*Your task*
Would you reproduce, word for word, the stretch of the forum thread about the unexpected fry from "If they can catch" through "(Mar 13, 2003)"?

[BEGIN Extract provided]

# OMY~ I have babies



## pondmom (Feb 13, 2004)

This is what I found in my tank(2 of them). I had no idea my fronts were even holding. :dancing: :dancing:


----------



## Duarte101 (Jun 9, 2004)

lol grats


----------



## Razzo (Oct 17, 2007)

Now that's cool - congrats!


----------



## cichlidgirl1 (Sep 17, 2007)

wonderful.


----------



## KoenEeckhoudt (Oct 28, 2007)

cool  congratz


----------



## pondmom (Feb 13, 2004)

So let me ask...
My adult fronts won't eat these will they :? I sure hope not because the little ones are
so darn cute!!
How could I have missed this?


----------



## cichlidgirl1 (Sep 17, 2007)

If they can catch and find them they will eat them. You might have had alot more than just two and those are the two smartest of the group and held on hiding in the rockwork the longest.


----------



## GJx (Mar 13, 2003)

pondmom said:


> So let me ask...
> My adult fronts won't eat these will they :? I sure hope not because the little ones are
> so darn cute!!
> How could I have missed this?


I know that they WILL eat them if they can get them & although I've seen Fronts pull back & not eat their young,...I wouldn't suggest to anyone asking that they won't eat everyone that they can catch & sometimes INSTINCTUALLY gulp them down.

Don't feel bad pondy, if you have had fronts for anytime, then most of us have probably missed a spawn, & only knew it occurred when the fry darted in & out from under a rock when the female released them.

Usually when you have them already in the tank like that & you notice, it's almost impossible to catch them, unless you totally break down the tank. I end up making more places for them to duck into & be comfortable & make sure that they get food & they grow & do the rest.

CONGRATZ!!

gjx


----------



## cichlidgirl1 (Sep 17, 2007)

If you had your heart set on catching them you could also try to put a tank divider (make sure it goes into the substrate) when they are in a certain area that way you would only have to remove the rocks in that one area and not the entire tank. Then you could net them and put everything back the way it was.

[END Extract provided]
[BEGIN Data supplied]

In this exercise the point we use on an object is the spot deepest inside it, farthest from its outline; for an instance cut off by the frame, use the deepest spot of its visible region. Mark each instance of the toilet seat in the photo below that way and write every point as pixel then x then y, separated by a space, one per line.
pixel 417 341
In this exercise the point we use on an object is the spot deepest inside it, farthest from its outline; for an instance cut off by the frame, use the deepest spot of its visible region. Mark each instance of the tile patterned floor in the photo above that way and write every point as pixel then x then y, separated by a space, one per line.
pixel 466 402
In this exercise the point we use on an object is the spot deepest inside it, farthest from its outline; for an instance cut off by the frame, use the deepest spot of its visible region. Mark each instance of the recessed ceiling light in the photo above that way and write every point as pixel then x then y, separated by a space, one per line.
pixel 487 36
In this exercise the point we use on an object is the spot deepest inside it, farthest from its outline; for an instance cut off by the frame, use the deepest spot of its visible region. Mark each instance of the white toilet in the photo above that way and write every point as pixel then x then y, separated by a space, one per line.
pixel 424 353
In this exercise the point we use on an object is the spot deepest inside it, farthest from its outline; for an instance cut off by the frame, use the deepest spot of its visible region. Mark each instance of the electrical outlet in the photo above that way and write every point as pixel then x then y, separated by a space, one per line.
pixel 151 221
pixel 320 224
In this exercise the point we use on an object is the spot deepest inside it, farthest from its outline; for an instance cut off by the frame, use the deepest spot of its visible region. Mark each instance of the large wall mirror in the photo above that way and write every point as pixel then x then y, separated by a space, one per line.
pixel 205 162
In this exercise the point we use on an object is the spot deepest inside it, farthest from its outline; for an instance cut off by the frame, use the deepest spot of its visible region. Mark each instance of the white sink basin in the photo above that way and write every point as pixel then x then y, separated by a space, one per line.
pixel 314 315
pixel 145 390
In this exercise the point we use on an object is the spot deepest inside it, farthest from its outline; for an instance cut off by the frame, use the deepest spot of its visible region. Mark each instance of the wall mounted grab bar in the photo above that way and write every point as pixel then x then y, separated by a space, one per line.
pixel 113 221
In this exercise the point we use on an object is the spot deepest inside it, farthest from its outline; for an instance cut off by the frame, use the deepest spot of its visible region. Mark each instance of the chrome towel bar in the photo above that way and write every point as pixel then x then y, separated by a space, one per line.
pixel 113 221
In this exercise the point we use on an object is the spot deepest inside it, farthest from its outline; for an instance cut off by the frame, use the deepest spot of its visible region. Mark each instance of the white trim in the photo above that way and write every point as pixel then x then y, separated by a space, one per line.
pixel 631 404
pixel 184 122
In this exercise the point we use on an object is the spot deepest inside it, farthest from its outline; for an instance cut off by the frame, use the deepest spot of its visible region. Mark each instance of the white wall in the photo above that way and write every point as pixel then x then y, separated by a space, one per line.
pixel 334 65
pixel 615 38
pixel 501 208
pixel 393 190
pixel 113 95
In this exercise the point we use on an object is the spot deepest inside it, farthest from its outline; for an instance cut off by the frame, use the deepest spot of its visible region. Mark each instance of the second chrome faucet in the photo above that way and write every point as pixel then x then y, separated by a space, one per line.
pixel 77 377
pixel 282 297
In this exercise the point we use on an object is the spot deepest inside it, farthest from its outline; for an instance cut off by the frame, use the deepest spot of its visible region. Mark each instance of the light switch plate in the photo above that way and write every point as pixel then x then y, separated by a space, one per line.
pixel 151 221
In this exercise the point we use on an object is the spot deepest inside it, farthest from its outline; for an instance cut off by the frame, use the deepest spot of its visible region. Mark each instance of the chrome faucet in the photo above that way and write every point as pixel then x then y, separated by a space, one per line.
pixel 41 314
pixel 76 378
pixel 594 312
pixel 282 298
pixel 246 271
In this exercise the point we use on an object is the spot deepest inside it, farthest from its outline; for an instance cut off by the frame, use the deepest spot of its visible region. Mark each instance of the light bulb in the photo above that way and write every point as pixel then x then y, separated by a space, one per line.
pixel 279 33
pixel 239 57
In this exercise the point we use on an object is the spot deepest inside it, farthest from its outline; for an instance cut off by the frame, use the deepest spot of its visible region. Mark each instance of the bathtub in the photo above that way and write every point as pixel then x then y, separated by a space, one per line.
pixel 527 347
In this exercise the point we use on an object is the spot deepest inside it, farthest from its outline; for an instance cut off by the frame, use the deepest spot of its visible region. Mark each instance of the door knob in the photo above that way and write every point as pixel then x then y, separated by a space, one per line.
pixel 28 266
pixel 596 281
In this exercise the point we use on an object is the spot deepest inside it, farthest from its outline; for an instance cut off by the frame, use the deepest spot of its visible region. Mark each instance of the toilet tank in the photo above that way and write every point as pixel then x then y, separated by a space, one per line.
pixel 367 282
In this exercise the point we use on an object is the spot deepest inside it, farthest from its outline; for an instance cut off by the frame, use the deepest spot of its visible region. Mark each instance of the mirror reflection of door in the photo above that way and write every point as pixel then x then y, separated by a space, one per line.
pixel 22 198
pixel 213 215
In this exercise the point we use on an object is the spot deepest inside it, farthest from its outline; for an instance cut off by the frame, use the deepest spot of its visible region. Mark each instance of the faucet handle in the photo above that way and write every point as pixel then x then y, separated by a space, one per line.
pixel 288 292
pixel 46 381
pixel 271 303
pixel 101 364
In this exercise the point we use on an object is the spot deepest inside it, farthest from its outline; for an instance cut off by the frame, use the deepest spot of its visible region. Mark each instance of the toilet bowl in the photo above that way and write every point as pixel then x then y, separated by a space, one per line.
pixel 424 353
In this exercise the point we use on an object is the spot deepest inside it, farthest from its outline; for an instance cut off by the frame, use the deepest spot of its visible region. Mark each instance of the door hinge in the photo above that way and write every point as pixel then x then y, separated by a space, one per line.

[END Data supplied]

*Exercise output*
If they can catch and find them they will eat them. You might have had alot more than just two and those are the two smartest of the group and held on hiding in the rockwork the longest.


----------



## GJx (Mar 13, 2003)